Appena ho cominciato a leggere la storia de “Il centenario che saltò dalla finestra e scomparve” di Jonas Jonasson una delle prime domande che mi sono posto è: dove mi porterà questo romanzo? Perché nelle prime pagine del libro viene praticamente sviluppata la storia del titolo, ovvero un centenario che, nel giorno del suo compleanno, decide di evadere dalla casa di riposo in cui risiede perché noiosa.
Bene, ho pensato, ma ora? La mia immaginazione vedeva un corridoio lungo, alquanto buio, al termine del quale lampeggiava un grande punto interrogativo. Corridoio che, ammetto, non mi ha esaltato particolarmente mentre lo percorrevo, ed ero quasi pronto a catalogare il romanzo nello scaffale dei “romanzi tanto chiacchierati che non mi sono piaciuti”.
Tuttavia, arrivato alla fine del corridoio, non ho trovato un imbuto come superficialmente pensavo, bensì uno slargo con due porte, dalle quali partivano altrettanti corridoi questa volta luminosi. E ho scoperto che il primo era il corridoio della contemporaneità, cioè della storia del centenario che scappa, il secondo, invece, una narrazione a ritroso che ripercorre la lunga vita dell’anziano in questione. E, benché così raccontato non credo che animi più di tanto il lettore a intraprendere questo cammino, specifico subito: due storie che camminano parallele, entrambe stra-ordinarie, entrambe stra-divertenti, entrambe stra-assurde.

### [Dati forniti]
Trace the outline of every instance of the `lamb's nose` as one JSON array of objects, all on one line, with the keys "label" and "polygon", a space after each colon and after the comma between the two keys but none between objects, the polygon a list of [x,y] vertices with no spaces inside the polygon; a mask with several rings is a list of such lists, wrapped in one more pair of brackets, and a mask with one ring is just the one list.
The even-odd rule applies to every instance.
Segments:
---
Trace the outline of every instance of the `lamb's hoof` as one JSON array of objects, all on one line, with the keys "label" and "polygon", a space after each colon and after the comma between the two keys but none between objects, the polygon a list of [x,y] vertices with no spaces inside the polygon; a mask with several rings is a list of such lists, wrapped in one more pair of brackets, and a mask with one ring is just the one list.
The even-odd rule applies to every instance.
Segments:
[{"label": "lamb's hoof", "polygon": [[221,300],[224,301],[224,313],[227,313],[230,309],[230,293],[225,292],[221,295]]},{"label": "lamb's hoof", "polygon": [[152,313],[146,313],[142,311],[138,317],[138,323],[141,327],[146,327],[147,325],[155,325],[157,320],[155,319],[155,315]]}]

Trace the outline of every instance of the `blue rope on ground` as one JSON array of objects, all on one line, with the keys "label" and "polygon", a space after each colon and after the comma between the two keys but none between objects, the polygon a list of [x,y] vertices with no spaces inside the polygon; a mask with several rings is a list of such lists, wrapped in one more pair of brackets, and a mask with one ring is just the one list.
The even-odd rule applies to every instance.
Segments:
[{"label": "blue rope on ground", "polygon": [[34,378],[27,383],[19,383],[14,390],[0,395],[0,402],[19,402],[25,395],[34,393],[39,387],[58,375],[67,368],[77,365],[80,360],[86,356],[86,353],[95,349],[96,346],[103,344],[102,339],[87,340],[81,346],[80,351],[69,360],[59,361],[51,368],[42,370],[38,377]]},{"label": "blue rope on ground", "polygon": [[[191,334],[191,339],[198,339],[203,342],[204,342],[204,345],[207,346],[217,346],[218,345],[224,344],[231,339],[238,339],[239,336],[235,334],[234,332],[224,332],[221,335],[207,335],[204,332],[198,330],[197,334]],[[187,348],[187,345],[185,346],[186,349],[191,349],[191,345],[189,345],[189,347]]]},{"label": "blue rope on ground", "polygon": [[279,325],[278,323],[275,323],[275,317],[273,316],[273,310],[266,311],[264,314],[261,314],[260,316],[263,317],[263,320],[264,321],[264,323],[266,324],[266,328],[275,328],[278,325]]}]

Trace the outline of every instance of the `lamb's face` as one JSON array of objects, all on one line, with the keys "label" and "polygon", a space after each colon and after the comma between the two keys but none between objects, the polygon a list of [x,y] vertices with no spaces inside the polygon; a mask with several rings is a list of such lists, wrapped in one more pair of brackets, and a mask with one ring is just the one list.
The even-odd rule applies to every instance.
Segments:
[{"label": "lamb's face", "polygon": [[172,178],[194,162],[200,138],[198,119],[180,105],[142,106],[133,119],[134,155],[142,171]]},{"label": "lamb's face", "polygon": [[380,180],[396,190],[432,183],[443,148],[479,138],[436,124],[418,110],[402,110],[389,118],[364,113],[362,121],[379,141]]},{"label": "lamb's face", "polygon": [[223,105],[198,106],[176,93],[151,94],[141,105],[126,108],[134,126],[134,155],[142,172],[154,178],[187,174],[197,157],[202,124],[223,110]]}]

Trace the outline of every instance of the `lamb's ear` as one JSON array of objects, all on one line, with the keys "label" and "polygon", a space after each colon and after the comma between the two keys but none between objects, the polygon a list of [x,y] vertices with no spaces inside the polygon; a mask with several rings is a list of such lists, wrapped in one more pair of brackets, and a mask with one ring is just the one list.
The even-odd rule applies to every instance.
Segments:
---
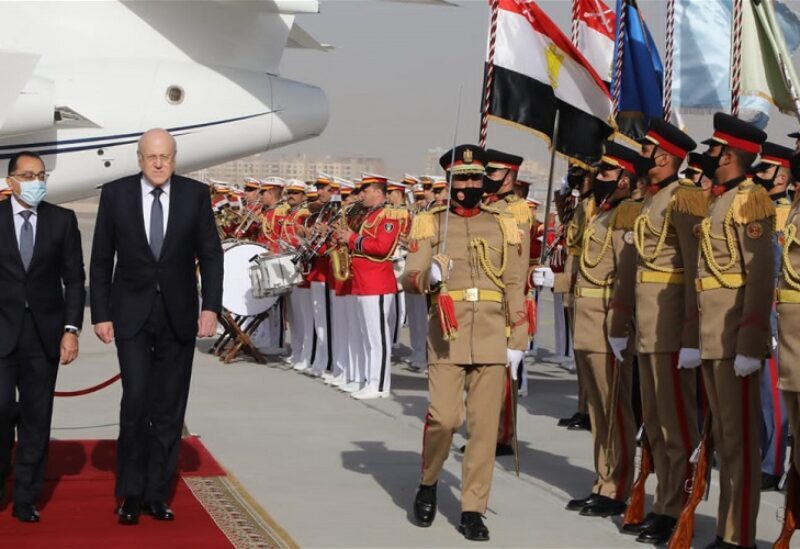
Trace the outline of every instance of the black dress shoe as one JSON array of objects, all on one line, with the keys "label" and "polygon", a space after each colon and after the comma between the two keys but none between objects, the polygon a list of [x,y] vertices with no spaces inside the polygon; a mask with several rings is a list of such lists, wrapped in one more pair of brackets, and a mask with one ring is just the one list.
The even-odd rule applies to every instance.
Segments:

### [Esercizio proposto]
Cita alla lettera il passo dell'estratto sul centenario che comincia con «Tuttavia, arrivato alla» e finisce con «stra-divertenti, entrambe stra-assurde.».

### [Risposta completa]
Tuttavia, arrivato alla fine del corridoio, non ho trovato un imbuto come superficialmente pensavo, bensì uno slargo con due porte, dalle quali partivano altrettanti corridoi questa volta luminosi. E ho scoperto che il primo era il corridoio della contemporaneità, cioè della storia del centenario che scappa, il secondo, invece, una narrazione a ritroso che ripercorre la lunga vita dell’anziano in questione. E, benché così raccontato non credo che animi più di tanto il lettore a intraprendere questo cammino, specifico subito: due storie che camminano parallele, entrambe stra-ordinarie, entrambe stra-divertenti, entrambe stra-assurde.